##### Given passage #####
Curiosities for the American Museum
Advertisements for Barnum’s American Museum always trumpet the many thousands of “curiosities” that visitors could see once they had paid to enter, like a new world laid before them. Were these curiosities the “humbugs” (often mistakenly called hoaxes) that so many people associate with P. T. Barnum? The answer is no, not many. In Barnum’s day “curiosities” had a broader meaning, encompassing virtually anything that was unfamiliar or unusual. While today the word is more likely to conjure images of very strange or supremely unusual objects, either peculiar by nature or oddities and relics of human creation, for Barnum, the countless items in the museum’s natural history collection, antiquities and historical objects were all bona fide “curiosities.”
But Barnum wanted to do more than just display curiosities; his goal was to entice ordinary people to want to learn about the world, to be curious, to question, and to enjoy discovering new things. So to spice things up, humbugs and fakes found their way in among the displays of “serious” specimens, artifacts, and art. These were intended to provoke conversation and perhaps spark debate or moments of amusement for visitors—in other words, pique people’s curiosity through a visceral response that challenged them to think. Barnum knew that his success depended upon making his visitors’ experiences at the museum memorable. (Just the same as today!)
##### Listed entries #####
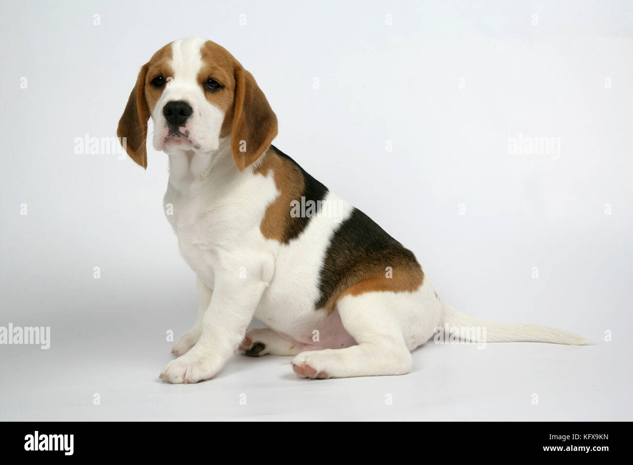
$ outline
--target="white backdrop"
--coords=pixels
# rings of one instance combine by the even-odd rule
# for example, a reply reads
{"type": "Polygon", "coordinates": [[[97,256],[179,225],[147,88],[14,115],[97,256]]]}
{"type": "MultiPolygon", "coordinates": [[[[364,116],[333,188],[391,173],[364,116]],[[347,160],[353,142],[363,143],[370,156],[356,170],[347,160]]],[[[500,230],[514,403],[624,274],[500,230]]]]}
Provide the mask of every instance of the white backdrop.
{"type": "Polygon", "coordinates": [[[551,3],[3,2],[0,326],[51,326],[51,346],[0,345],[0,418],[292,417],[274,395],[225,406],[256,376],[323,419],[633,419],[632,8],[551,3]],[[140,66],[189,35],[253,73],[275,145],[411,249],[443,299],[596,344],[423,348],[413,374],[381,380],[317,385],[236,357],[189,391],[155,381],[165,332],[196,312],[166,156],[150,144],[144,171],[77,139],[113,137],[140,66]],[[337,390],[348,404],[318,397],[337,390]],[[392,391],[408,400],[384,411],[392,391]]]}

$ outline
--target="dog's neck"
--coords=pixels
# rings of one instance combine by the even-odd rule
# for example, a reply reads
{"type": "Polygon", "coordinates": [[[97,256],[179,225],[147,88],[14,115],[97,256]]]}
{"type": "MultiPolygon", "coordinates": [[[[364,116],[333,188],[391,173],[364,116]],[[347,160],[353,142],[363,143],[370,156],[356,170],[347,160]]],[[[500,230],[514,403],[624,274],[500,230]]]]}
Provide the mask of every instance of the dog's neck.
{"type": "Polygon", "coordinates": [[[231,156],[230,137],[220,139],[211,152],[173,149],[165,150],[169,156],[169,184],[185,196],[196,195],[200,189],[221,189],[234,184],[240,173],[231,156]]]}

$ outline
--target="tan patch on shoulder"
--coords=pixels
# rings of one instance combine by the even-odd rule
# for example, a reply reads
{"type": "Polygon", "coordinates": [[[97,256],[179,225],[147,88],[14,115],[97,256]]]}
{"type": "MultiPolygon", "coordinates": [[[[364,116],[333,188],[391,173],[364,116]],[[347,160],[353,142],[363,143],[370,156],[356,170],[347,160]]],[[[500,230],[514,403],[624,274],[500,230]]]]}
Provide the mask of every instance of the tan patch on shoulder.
#####
▶ [Goal]:
In the passage about curiosities for the American Museum, what did the word "curiosities" cover in Barnum's day?

▶ [Written response]:
Virtually anything that was unfamiliar or unusual.